- [The task]: Filter the material below, keeping every line that contains the word "brown". Copy those lines unchanged and omit all others.

[Dataset records on object locations]
— begin —

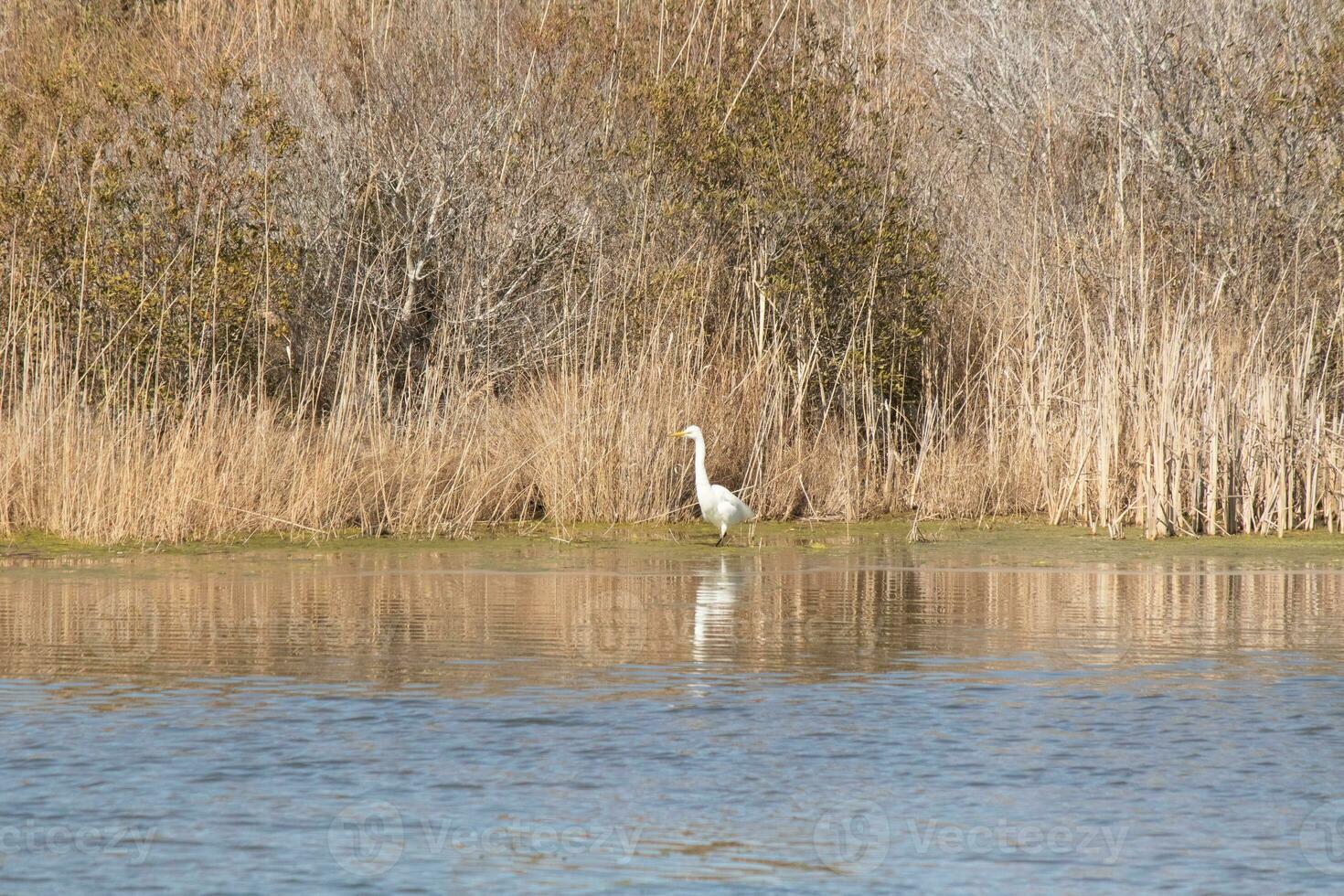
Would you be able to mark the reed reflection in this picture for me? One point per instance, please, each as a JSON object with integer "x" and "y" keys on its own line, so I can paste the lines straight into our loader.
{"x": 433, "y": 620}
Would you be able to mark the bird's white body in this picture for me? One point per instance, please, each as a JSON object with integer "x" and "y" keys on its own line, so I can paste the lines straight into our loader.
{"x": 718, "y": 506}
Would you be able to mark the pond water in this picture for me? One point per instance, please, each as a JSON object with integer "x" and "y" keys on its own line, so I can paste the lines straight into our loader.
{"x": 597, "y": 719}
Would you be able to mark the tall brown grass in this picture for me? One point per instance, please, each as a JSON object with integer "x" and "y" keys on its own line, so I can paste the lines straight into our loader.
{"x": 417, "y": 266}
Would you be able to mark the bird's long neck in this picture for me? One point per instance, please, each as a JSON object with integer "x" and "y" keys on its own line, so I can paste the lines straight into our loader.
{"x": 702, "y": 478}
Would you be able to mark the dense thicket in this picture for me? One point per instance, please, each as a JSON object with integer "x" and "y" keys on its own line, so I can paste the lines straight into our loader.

— end —
— begin —

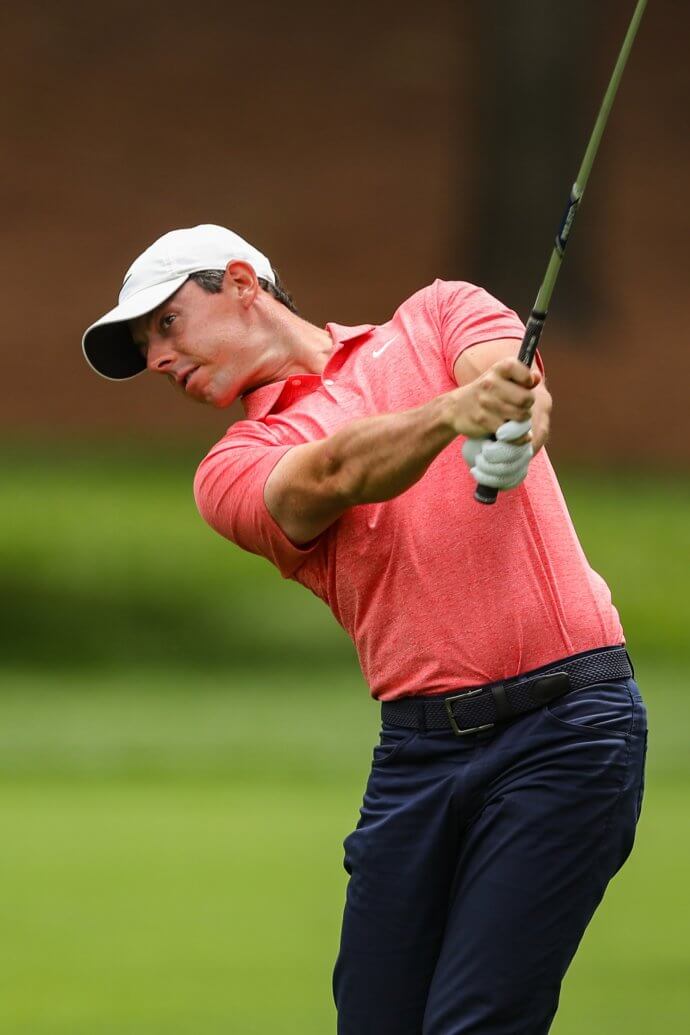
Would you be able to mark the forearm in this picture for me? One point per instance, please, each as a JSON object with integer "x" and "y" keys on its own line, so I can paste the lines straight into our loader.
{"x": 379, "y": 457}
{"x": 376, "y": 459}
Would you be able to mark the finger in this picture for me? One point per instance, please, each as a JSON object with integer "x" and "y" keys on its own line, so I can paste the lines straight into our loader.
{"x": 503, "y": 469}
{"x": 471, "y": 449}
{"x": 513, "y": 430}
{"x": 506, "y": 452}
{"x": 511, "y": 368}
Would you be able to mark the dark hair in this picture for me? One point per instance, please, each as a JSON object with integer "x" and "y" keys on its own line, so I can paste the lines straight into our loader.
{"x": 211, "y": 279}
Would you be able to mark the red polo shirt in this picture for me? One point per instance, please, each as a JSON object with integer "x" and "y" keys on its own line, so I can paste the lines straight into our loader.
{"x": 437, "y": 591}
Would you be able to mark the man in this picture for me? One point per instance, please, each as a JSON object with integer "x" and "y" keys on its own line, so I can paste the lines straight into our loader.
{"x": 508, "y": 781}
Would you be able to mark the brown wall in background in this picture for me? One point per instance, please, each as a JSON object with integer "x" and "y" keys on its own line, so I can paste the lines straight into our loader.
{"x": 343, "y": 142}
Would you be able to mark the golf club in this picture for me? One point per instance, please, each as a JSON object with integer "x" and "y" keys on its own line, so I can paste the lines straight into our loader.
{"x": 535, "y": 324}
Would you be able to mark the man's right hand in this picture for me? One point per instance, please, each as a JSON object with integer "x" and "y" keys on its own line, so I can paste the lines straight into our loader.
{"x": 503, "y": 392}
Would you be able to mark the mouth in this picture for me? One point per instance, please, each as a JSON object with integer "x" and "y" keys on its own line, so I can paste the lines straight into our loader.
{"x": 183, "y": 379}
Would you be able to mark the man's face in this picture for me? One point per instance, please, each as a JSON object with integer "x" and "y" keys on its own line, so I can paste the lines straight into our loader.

— end —

- [Answer to this problem]:
Would you be able to mark the tall brown grass in this picture for me? One point per instance, please, each as a JSON object with integer "x" and "y" keys on its own line, so I can paste the lines straight into our loader.
Would you be able to mark the brown wall in background in this picture for me? One point per instance, please, each as a JSON object with integer "x" and "y" keys on its own line, so I can paste the lines straight into our loader.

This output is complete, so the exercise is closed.